▶ _What to produce_: The number of lines containing "bumper" is the only answer wanted; work it out from the entries below.

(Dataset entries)
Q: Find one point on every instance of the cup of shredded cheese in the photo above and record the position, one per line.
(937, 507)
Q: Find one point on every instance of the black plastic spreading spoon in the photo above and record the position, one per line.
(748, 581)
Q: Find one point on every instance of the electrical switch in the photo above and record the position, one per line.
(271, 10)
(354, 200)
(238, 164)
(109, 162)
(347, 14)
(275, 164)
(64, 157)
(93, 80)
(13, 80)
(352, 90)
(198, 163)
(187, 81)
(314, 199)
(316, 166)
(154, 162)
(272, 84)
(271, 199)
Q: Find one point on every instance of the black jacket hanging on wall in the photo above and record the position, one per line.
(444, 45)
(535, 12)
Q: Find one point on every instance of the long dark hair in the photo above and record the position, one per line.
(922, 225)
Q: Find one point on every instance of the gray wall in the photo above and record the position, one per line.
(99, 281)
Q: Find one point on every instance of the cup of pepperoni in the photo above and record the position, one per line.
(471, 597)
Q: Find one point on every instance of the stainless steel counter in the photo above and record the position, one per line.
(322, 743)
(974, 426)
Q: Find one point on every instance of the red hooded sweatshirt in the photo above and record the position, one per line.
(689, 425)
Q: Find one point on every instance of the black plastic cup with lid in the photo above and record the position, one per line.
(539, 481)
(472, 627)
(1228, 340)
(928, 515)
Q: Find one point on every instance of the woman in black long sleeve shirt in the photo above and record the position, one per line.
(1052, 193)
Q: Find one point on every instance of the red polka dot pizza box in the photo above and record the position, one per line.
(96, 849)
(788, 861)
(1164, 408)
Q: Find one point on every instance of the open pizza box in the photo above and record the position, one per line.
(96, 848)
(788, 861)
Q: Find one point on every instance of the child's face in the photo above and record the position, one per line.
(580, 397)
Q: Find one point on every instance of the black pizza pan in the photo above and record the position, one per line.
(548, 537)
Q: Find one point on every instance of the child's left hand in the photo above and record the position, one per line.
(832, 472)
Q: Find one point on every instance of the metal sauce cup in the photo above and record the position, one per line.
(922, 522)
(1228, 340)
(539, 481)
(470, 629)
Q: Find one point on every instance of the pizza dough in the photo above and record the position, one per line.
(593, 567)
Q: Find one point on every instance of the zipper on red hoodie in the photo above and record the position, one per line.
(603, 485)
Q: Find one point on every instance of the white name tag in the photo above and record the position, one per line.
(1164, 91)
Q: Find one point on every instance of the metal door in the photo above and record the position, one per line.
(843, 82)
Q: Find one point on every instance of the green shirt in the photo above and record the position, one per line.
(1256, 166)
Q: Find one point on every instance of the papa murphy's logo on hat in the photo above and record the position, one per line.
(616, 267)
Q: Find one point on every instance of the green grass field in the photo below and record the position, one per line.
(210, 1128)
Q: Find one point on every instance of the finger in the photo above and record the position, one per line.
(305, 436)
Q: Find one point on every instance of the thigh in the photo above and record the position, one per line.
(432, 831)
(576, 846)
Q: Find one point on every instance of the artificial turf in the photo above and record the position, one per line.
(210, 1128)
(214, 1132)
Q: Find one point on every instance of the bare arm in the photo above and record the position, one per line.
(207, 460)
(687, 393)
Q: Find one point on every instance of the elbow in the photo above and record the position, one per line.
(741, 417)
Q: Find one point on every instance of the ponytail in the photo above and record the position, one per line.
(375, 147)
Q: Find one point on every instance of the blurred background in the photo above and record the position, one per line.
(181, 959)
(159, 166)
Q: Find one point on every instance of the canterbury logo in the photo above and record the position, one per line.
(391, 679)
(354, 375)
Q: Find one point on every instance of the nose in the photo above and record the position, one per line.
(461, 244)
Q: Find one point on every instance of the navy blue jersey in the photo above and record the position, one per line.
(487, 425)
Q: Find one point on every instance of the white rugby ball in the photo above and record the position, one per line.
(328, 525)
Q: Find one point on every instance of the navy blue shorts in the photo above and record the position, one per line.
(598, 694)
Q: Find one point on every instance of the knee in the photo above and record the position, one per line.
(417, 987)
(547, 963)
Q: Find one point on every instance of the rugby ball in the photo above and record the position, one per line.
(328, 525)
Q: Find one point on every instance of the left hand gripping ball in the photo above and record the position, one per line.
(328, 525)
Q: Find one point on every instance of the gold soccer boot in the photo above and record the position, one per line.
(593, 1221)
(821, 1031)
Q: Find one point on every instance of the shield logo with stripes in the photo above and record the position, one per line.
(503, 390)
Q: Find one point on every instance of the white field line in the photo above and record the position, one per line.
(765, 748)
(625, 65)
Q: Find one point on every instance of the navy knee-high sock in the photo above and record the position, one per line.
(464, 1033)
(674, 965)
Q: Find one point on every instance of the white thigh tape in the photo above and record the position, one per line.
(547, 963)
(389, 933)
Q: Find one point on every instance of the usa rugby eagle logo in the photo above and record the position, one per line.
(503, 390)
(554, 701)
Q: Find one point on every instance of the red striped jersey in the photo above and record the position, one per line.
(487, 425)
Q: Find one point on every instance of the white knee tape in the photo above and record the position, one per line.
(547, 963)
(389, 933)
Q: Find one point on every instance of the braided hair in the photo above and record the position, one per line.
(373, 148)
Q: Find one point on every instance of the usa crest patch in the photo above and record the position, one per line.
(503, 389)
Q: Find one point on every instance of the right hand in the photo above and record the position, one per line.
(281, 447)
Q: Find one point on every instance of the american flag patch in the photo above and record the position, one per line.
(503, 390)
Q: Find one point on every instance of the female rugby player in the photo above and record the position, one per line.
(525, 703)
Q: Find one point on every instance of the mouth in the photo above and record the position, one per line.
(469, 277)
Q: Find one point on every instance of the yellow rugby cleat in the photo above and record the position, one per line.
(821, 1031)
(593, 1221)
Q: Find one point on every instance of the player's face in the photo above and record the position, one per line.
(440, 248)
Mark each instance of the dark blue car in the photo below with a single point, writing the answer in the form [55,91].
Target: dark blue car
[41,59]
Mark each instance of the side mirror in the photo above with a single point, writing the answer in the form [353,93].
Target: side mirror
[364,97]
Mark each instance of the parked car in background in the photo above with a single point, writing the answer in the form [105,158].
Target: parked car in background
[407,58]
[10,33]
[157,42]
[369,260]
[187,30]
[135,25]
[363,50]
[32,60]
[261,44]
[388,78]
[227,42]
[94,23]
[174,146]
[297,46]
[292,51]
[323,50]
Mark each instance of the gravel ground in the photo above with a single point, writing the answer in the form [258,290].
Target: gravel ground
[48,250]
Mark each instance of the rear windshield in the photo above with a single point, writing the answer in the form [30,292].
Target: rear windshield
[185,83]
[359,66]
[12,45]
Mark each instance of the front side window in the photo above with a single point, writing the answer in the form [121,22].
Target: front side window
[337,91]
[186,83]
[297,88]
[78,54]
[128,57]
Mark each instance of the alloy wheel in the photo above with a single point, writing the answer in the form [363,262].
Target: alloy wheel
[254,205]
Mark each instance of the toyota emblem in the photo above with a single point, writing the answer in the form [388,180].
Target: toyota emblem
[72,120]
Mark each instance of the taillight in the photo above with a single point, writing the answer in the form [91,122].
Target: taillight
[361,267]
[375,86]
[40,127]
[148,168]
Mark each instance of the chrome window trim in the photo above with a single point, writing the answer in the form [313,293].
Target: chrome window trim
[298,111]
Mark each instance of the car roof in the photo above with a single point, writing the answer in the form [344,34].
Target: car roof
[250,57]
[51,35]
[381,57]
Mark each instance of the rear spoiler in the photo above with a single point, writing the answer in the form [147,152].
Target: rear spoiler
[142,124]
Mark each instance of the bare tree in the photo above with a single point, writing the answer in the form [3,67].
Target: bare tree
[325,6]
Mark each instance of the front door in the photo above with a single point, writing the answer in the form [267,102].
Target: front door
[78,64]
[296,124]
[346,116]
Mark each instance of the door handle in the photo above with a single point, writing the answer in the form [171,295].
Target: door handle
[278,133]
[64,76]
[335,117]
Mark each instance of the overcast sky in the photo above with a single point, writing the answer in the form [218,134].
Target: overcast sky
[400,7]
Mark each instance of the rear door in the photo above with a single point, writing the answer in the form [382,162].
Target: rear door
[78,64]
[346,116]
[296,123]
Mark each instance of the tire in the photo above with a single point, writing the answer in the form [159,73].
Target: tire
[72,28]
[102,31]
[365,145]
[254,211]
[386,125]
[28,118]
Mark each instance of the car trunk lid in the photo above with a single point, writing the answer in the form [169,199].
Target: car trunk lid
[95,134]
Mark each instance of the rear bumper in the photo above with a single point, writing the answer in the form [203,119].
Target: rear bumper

▶ _Answer section_: 2